[Extract]
Wired for Sound

By Sacha Zimmerman

Musician and composer Kathryn Bostic on otherworldly downloads, cosmic dictation, musical divination, and other forms of celestial inspiration.

Whether she’s working on a symphony, an album, or a score for a major film, Kathryn Bostic is always a storyteller. Or, as she might put it, a sonic storyteller. On the Lives That Speak podcast, Bostic spoke to Head of School Bryan Garman and Director of Equity, Justice, and Community Natalie Randolph ’98 about working with August Wilson, celebrating Toni Morrison, honoring her own self-sovereignty, and listening to silence.

BRYAN GARMAN: We’re fortunate to talk with Kathryn Bostic, an amazing composer, songwriter, and musician. We are also delighted to be honoring you with a 2020 Distinguished Alumni Award.

KATHRYN BOSTIC: I’m completely honored and blown away. I think of so many of my class members as being distinguished alumni. Sidwell Friends has always been such a part of the way I’ve gone about my life. There’s this energy field Sidwell encompasses; it’s such a nurturing, giving environment. It’s a sense that the sky’s the limit, you’re capable of doing anything. I didn’t really intellectually understand that until I got out into the world, and I experienced the contrast. Life is always going to present itself in ways that are a lot more severe, full of naysaying and fear. At Sidwell, you’re in this nurturing bubble. I’m so grateful it’s a part of the foundation of who I am; it really has provided me with a sense of self.

[Objectives]
• a. Please reproduce the stretch of the interview from "Wired for Sound" through "listening to silence.".
• b. Answer these questions from the interview:
(i) On which podcast did Bostic speak?
(ii) What award is Bostic being honored with?
(iii) What kind of environment does Bostic say Sidwell is?
The items that come next are separate material, unrelated to the interview.

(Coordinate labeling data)
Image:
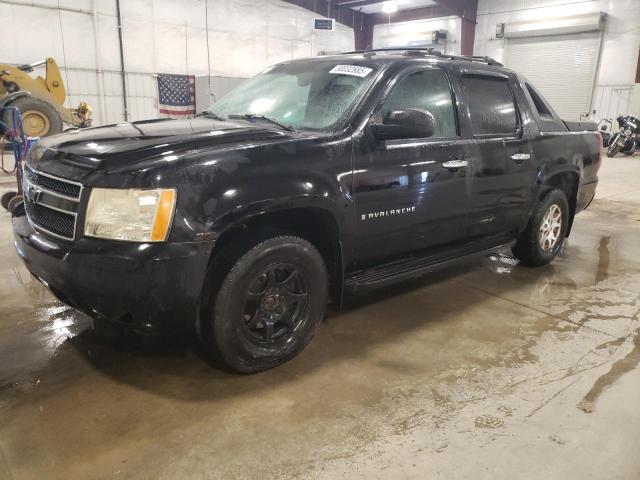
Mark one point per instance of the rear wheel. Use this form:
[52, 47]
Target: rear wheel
[39, 118]
[542, 240]
[269, 304]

[Answer set]
• a.
Wired for Sound

By Sacha Zimmerman

Musician and composer Kathryn Bostic on otherworldly downloads, cosmic dictation, musical divination, and other forms of celestial inspiration.

Whether she’s working on a symphony, an album, or a score for a major film, Kathryn Bostic is always a storyteller. Or, as she might put it, a sonic storyteller. On the Lives That Speak podcast, Bostic spoke to Head of School Bryan Garman and Director of Equity, Justice, and Community Natalie Randolph ’98 about working with August Wilson, celebrating Toni Morrison, honoring her own self-sovereignty, and listening to silence.

• b.
(i) Lives That Speak
(ii) A 2020 Distinguished Alumni Award
(iii) A nurturing, giving environment